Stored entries
* * * * * * * * *

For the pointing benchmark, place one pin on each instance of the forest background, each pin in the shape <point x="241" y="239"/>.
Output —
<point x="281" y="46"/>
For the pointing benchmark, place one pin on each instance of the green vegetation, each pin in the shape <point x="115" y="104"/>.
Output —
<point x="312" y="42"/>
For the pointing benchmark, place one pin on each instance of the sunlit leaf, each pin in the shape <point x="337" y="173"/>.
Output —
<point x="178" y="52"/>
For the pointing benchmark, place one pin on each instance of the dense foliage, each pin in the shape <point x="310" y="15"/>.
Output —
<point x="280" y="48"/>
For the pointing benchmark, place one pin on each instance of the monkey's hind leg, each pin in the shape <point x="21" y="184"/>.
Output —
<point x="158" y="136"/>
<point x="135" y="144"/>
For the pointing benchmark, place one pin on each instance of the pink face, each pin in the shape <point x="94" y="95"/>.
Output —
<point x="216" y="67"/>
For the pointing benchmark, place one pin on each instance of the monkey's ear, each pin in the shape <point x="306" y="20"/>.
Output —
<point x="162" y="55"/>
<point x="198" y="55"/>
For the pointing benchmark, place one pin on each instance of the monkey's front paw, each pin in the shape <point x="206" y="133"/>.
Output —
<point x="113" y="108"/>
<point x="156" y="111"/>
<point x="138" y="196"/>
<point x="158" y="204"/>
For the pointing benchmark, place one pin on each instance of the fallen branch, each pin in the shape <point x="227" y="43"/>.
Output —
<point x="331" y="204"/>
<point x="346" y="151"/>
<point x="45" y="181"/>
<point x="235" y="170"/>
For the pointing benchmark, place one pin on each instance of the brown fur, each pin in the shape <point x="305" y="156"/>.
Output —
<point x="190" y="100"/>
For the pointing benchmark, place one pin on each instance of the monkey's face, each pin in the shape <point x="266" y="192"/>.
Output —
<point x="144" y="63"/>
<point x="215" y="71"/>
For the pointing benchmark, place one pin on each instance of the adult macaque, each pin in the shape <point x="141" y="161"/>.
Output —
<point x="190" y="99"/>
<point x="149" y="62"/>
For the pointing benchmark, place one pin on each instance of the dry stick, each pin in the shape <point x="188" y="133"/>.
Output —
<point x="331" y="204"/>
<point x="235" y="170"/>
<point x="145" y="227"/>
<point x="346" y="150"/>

* * * * * * * * *

Instruction =>
Locate the line that contains "of the brown", then please quote it and every line after it to the end of the entries above, exactly and with nothing else.

Output of the task =>
For the pointing benchmark, place one pin on each instance of the brown fur, each pin in the shape <point x="305" y="156"/>.
Output —
<point x="190" y="100"/>
For the pointing benchmark, place one pin on each instance of the monkey's face, each pin in the shape <point x="266" y="192"/>.
Output —
<point x="144" y="63"/>
<point x="215" y="71"/>
For the pointing benchmark, place one pin on each instance of the adult macaque, each pin in the shape <point x="141" y="161"/>.
Output —
<point x="190" y="99"/>
<point x="149" y="62"/>
For the pointing benchmark, place one pin on each instance of the dry stick, each pin in the shape <point x="188" y="133"/>.
Output —
<point x="331" y="204"/>
<point x="235" y="170"/>
<point x="145" y="227"/>
<point x="346" y="150"/>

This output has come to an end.